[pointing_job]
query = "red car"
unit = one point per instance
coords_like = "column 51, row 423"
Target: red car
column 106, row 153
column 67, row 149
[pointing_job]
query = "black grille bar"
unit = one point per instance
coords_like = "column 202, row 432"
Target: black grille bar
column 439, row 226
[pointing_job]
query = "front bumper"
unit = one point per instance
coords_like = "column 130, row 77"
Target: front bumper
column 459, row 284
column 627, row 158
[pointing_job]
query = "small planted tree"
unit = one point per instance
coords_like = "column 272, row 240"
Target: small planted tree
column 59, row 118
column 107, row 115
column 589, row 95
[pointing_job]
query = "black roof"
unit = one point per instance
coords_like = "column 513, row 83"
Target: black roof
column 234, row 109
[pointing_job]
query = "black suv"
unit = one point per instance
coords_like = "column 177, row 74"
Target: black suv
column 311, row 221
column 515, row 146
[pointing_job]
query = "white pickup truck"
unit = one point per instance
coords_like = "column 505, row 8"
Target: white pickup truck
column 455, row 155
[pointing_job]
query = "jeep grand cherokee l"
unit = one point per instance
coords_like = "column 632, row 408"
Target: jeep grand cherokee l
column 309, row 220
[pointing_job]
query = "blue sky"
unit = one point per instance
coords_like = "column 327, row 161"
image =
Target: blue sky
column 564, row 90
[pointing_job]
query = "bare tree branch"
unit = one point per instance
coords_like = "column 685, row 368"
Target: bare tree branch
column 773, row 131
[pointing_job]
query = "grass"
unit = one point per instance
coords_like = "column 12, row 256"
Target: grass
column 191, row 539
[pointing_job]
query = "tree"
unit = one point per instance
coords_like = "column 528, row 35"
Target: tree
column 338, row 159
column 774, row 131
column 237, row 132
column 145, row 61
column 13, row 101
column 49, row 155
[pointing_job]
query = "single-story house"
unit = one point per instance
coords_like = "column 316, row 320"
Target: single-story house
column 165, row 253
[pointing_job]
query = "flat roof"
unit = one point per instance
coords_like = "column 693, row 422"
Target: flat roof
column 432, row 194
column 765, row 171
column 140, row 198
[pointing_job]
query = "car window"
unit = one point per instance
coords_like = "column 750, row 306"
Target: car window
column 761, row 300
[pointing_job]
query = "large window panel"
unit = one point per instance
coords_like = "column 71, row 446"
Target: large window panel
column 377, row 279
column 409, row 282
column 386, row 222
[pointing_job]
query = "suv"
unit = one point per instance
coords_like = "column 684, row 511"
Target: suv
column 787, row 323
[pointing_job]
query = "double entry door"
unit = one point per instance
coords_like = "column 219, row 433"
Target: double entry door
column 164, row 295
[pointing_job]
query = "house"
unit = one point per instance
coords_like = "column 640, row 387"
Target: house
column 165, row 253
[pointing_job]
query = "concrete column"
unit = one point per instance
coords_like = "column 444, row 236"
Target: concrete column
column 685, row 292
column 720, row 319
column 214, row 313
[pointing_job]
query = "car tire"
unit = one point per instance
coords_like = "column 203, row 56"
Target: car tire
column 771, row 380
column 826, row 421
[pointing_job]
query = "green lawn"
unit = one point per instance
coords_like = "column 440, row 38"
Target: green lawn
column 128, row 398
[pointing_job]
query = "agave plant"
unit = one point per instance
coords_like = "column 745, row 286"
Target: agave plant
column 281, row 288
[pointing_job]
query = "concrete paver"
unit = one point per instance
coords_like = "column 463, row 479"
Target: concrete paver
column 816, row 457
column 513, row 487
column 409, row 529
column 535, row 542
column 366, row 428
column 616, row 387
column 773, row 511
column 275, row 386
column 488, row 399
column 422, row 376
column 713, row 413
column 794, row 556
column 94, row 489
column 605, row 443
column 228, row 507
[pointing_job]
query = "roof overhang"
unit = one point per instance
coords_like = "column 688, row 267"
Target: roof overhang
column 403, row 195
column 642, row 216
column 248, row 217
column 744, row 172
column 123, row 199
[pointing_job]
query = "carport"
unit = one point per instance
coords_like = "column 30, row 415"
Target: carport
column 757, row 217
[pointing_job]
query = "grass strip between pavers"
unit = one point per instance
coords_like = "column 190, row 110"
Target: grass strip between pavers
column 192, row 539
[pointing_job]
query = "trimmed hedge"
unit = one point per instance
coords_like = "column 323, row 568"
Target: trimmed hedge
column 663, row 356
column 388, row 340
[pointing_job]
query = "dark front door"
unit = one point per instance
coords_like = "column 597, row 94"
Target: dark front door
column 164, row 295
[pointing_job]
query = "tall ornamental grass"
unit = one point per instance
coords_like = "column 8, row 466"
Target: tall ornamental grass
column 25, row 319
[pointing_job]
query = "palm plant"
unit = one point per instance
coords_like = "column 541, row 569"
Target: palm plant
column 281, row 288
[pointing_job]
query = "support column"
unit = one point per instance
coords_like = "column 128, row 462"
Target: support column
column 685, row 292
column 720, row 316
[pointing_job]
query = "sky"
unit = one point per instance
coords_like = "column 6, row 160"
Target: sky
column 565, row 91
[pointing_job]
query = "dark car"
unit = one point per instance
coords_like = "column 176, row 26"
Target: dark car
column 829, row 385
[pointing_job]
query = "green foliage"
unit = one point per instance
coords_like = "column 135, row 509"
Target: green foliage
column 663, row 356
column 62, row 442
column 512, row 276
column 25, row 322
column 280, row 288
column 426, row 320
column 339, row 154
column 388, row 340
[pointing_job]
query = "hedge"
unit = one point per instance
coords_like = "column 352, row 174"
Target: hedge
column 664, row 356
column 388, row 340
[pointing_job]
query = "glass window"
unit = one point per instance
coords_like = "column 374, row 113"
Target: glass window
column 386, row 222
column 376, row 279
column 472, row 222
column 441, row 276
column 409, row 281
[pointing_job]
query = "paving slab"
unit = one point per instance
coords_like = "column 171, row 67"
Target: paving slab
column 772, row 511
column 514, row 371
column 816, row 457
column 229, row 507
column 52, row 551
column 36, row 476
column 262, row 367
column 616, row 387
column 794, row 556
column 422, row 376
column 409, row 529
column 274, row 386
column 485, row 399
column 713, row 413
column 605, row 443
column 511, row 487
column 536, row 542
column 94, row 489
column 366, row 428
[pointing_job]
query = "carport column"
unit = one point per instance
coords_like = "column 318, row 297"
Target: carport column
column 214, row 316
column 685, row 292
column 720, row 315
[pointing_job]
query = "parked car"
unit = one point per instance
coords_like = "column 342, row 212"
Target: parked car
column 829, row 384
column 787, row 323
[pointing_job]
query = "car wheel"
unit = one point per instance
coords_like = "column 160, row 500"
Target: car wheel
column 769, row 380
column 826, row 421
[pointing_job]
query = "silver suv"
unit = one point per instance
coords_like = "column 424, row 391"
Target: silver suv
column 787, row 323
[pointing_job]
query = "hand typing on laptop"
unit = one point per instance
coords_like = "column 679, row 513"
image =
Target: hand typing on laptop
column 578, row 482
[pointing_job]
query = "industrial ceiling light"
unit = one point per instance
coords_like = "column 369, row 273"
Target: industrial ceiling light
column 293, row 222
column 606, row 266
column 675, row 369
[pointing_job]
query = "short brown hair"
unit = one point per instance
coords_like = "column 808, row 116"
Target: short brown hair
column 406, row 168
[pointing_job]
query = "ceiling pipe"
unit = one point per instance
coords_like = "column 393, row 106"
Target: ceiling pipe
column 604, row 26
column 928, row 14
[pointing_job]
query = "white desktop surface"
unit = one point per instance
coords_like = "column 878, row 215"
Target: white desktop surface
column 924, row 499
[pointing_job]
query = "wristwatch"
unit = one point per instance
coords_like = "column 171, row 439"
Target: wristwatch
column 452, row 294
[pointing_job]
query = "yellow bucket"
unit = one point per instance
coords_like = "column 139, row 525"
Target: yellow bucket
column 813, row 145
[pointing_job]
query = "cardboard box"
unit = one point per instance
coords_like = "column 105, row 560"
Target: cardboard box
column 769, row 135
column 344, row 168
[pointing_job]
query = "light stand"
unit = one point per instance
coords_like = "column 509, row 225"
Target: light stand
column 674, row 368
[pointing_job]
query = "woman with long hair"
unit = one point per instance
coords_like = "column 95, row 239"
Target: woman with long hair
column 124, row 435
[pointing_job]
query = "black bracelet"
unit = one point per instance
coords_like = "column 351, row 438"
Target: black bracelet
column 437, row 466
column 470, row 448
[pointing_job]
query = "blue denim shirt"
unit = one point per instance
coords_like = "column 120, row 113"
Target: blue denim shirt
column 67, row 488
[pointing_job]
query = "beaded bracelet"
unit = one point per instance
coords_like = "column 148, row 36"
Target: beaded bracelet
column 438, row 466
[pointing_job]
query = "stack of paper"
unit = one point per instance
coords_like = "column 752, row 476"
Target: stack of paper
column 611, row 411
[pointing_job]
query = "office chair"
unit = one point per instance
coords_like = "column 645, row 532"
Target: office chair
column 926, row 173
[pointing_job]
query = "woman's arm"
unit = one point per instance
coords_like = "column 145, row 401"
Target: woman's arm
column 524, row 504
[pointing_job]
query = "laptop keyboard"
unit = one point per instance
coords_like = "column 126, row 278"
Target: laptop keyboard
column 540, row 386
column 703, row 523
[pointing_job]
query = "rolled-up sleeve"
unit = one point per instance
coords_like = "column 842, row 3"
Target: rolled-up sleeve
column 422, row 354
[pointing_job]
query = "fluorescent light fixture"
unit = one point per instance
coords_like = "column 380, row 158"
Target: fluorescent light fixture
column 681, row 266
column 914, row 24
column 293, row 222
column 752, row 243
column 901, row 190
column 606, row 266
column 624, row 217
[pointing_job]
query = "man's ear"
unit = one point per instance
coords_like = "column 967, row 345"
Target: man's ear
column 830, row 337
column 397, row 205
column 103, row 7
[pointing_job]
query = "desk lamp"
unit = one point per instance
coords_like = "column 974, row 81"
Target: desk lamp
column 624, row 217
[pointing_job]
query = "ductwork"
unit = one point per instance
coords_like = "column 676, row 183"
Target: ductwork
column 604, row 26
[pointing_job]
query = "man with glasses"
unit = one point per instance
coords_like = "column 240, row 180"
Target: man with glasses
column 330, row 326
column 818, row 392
- - -
**What is expected**
Count how many lines in the records above contain the word "large", and give only that number.

**Problem solution**
2